Texte fourni
○ ○ ○

La Convention internationale des Droits de l’Enfant en quelques mots…
On entend souvent parler des droits de l’enfant sans véritablement en connaître tous les tenants et aboutissants. Ceci n’est pas étonnant tant la place de l’enfant dans la société fut maintes fois questionnée, consacrée, contestée et redéfinie. Ce sujet de plus en plus ‘bateau’ est au cœur de nombreux enjeux, légitimant ainsi le fait que les pouvoirs publics s’en saisissent, allant même jusqu’à l’ériger au rang de haute priorité sur l’agenda politique.
Les droits de l’enfant font partie intégrante des droits de l’Homme et définissent un domaine pluridisciplinaire, nécessitant de surcroit une approche transversale des politiques publiques. Éducation, culture, santé, logement, loisirs, médias sont autant de domaines et champs de compétences directement liés à la réalisation des droits de l’enfant.
Ces droits sont consacrés dans de nombreux textes juridiques. Toutefois, la Convention internationale des Droits de l’Enfant (CIDE), adoptée le 20 novembre 1989, est le premier instrument juridique international de force contraignante à exclusivement garantir des droits spécifiques aux enfants.

○ ○ ○

À faire
A. Reproduisez fidèlement le passage du texte ci-dessus sur les droits de l'enfant qui commence par « Les droits de » et se poursuit jusqu'à « spécifiques aux enfants. ».
B. D'après le texte sur les droits de l'enfant, à quelle date la Convention internationale des Droits de l'Enfant a-t-elle été adoptée ?

○ ○ ○

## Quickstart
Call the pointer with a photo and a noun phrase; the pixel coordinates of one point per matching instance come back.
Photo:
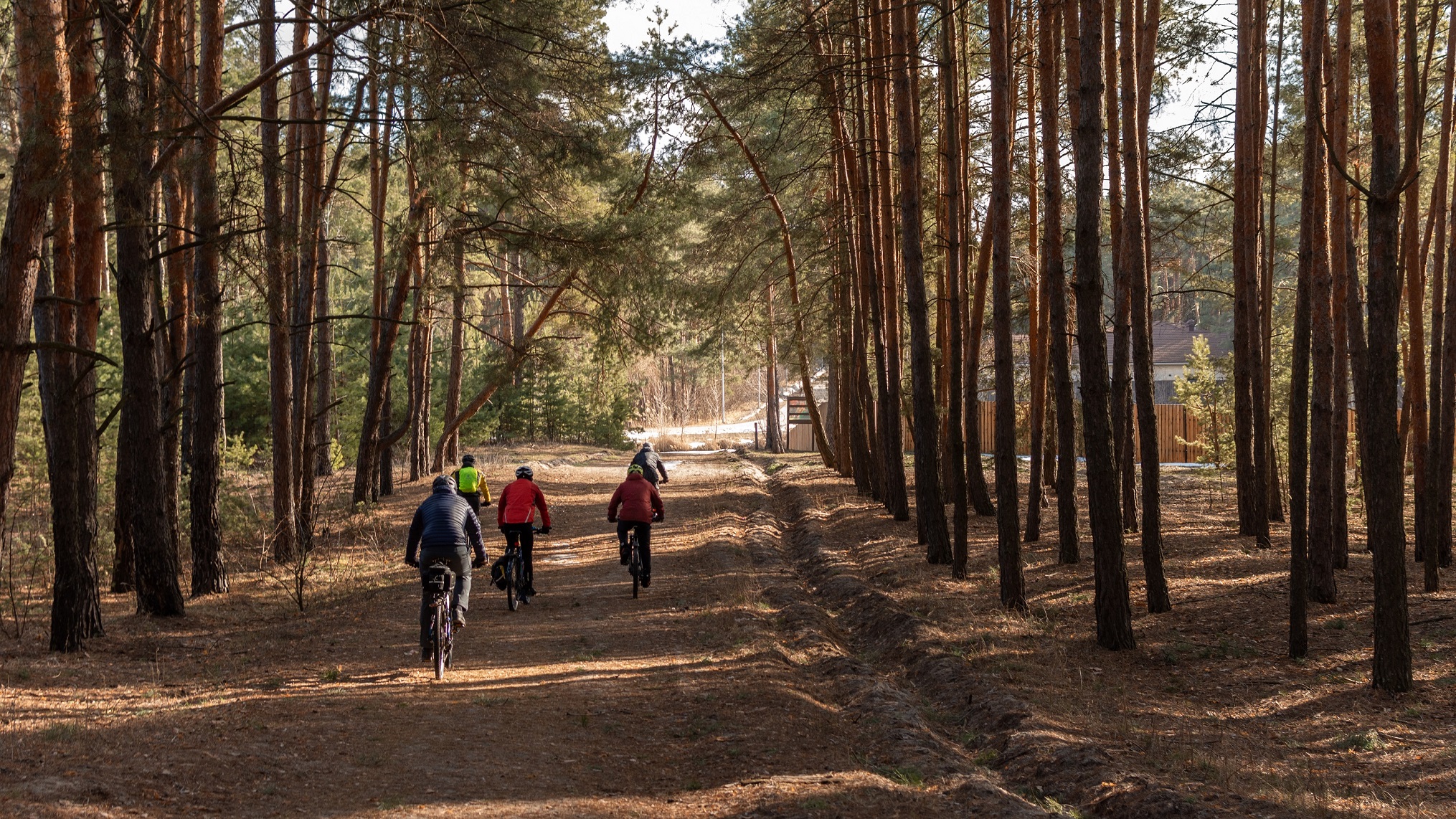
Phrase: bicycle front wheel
(442, 639)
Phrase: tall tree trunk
(1381, 462)
(1008, 517)
(1344, 258)
(1037, 333)
(1309, 434)
(1248, 383)
(1315, 268)
(1114, 611)
(1414, 265)
(1432, 537)
(892, 421)
(41, 100)
(979, 491)
(930, 501)
(1122, 287)
(1135, 260)
(141, 479)
(66, 412)
(1443, 432)
(209, 574)
(280, 363)
(456, 341)
(800, 336)
(1056, 285)
(955, 283)
(370, 454)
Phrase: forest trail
(585, 703)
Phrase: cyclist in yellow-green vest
(471, 485)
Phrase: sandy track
(585, 703)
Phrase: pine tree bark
(1122, 285)
(892, 420)
(1381, 462)
(1135, 270)
(41, 100)
(1008, 516)
(280, 361)
(1251, 447)
(1036, 325)
(1054, 281)
(209, 572)
(951, 175)
(979, 491)
(1114, 612)
(1344, 258)
(141, 479)
(1315, 267)
(66, 412)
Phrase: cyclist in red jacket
(635, 505)
(516, 514)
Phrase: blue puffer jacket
(445, 521)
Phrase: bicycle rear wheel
(635, 568)
(442, 639)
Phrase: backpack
(468, 479)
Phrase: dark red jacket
(637, 499)
(519, 502)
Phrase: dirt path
(712, 696)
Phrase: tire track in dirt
(1041, 759)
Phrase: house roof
(1173, 342)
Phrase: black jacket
(445, 521)
(653, 469)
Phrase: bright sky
(705, 19)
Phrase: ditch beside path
(718, 693)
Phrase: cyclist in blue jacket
(445, 530)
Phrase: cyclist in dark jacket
(651, 465)
(446, 530)
(635, 505)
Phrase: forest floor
(795, 656)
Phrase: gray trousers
(459, 562)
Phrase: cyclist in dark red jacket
(516, 514)
(637, 505)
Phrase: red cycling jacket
(638, 501)
(519, 502)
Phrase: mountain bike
(634, 564)
(513, 572)
(439, 585)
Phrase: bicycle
(439, 584)
(634, 564)
(513, 572)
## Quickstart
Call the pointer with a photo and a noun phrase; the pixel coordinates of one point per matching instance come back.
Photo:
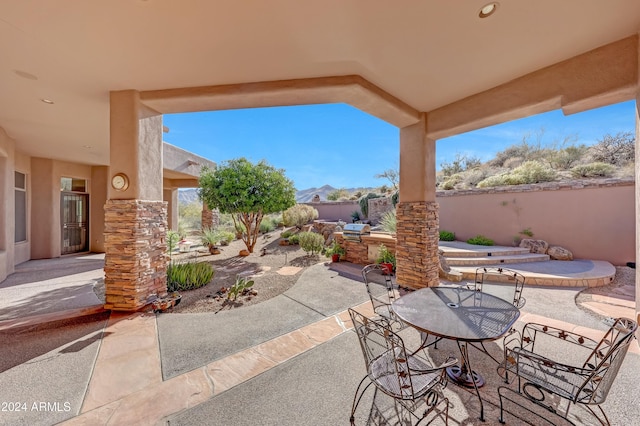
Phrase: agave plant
(239, 287)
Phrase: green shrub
(385, 255)
(388, 221)
(447, 236)
(239, 287)
(480, 240)
(528, 172)
(535, 172)
(364, 203)
(267, 225)
(226, 237)
(299, 215)
(311, 242)
(188, 276)
(210, 237)
(451, 183)
(597, 169)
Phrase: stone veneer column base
(417, 235)
(135, 253)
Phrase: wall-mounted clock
(120, 182)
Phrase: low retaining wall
(365, 251)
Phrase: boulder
(559, 253)
(535, 246)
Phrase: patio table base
(465, 378)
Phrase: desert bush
(311, 242)
(460, 163)
(513, 162)
(226, 237)
(535, 172)
(480, 240)
(447, 236)
(528, 172)
(267, 225)
(451, 183)
(338, 194)
(388, 221)
(566, 158)
(188, 276)
(294, 239)
(597, 169)
(299, 215)
(617, 150)
(499, 180)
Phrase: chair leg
(356, 399)
(604, 422)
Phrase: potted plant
(210, 239)
(387, 259)
(335, 251)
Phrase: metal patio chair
(536, 357)
(409, 379)
(503, 274)
(382, 303)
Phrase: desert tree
(247, 191)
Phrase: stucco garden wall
(336, 210)
(595, 219)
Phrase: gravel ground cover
(273, 267)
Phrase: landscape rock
(559, 253)
(535, 246)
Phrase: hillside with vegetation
(527, 162)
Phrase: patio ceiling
(427, 54)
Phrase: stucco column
(417, 211)
(638, 198)
(135, 217)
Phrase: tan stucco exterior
(486, 71)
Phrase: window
(20, 207)
(73, 185)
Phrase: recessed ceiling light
(25, 74)
(488, 9)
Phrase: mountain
(187, 196)
(306, 195)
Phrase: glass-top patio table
(466, 316)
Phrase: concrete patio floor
(291, 360)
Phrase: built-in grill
(354, 231)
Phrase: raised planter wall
(594, 218)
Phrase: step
(576, 273)
(497, 259)
(462, 249)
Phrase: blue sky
(344, 147)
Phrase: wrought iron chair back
(405, 377)
(508, 274)
(587, 383)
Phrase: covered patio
(90, 82)
(293, 360)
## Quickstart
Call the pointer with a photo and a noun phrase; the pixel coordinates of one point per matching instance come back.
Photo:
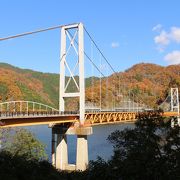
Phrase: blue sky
(127, 31)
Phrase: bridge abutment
(60, 147)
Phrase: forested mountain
(148, 83)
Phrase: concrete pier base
(60, 147)
(82, 153)
(61, 152)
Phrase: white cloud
(175, 34)
(173, 57)
(157, 28)
(162, 39)
(114, 44)
(166, 37)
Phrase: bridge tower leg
(77, 43)
(175, 105)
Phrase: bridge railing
(29, 108)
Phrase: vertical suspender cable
(100, 90)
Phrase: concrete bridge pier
(60, 147)
(82, 153)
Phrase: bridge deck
(91, 118)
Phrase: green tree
(151, 151)
(21, 142)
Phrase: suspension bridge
(80, 121)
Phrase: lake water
(97, 142)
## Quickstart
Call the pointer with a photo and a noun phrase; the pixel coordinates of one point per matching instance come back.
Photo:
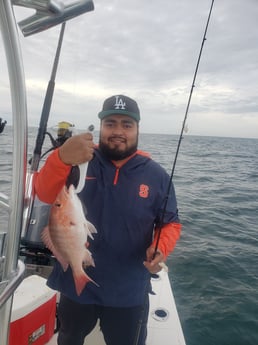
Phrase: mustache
(120, 137)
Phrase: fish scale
(66, 236)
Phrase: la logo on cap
(119, 103)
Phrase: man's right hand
(77, 149)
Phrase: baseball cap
(120, 105)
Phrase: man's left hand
(153, 260)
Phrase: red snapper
(66, 236)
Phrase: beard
(116, 154)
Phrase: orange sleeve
(51, 178)
(169, 235)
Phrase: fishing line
(159, 227)
(161, 223)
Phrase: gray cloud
(148, 50)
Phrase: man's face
(118, 136)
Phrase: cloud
(149, 50)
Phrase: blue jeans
(120, 326)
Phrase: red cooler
(33, 313)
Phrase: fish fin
(90, 229)
(88, 259)
(46, 238)
(80, 280)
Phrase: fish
(66, 236)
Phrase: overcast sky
(148, 50)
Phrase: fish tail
(81, 279)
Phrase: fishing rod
(29, 195)
(47, 105)
(161, 223)
(159, 228)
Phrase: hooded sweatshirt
(125, 204)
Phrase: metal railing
(48, 14)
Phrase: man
(124, 195)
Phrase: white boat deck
(165, 330)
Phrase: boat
(2, 125)
(23, 291)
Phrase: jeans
(120, 326)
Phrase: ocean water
(214, 267)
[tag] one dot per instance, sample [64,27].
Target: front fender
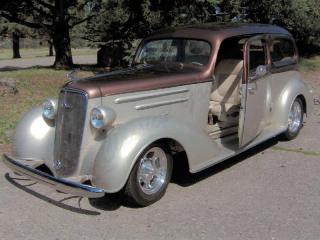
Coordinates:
[34,138]
[290,92]
[125,143]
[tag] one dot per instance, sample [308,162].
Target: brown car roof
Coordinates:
[218,31]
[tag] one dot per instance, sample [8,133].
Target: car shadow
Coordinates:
[25,187]
[111,202]
[182,177]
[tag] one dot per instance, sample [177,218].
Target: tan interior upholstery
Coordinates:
[225,97]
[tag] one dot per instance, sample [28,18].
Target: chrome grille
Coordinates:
[69,131]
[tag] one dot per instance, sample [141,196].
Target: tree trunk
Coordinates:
[61,36]
[50,48]
[16,45]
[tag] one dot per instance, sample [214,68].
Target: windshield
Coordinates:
[173,50]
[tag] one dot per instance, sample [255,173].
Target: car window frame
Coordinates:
[142,43]
[288,64]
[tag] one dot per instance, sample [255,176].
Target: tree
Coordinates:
[55,17]
[119,22]
[300,17]
[15,32]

○ ○ ○

Réponses
A.
Les droits de l’enfant font partie intégrante des droits de l’Homme et définissent un domaine pluridisciplinaire, nécessitant de surcroit une approche transversale des politiques publiques. Éducation, culture, santé, logement, loisirs, médias sont autant de domaines et champs de compétences directement liés à la réalisation des droits de l’enfant.
Ces droits sont consacrés dans de nombreux textes juridiques. Toutefois, la Convention internationale des Droits de l’Enfant (CIDE), adoptée le 20 novembre 1989, est le premier instrument juridique international de force contraignante à exclusivement garantir des droits spécifiques aux enfants.

B. Le 20 novembre 1989.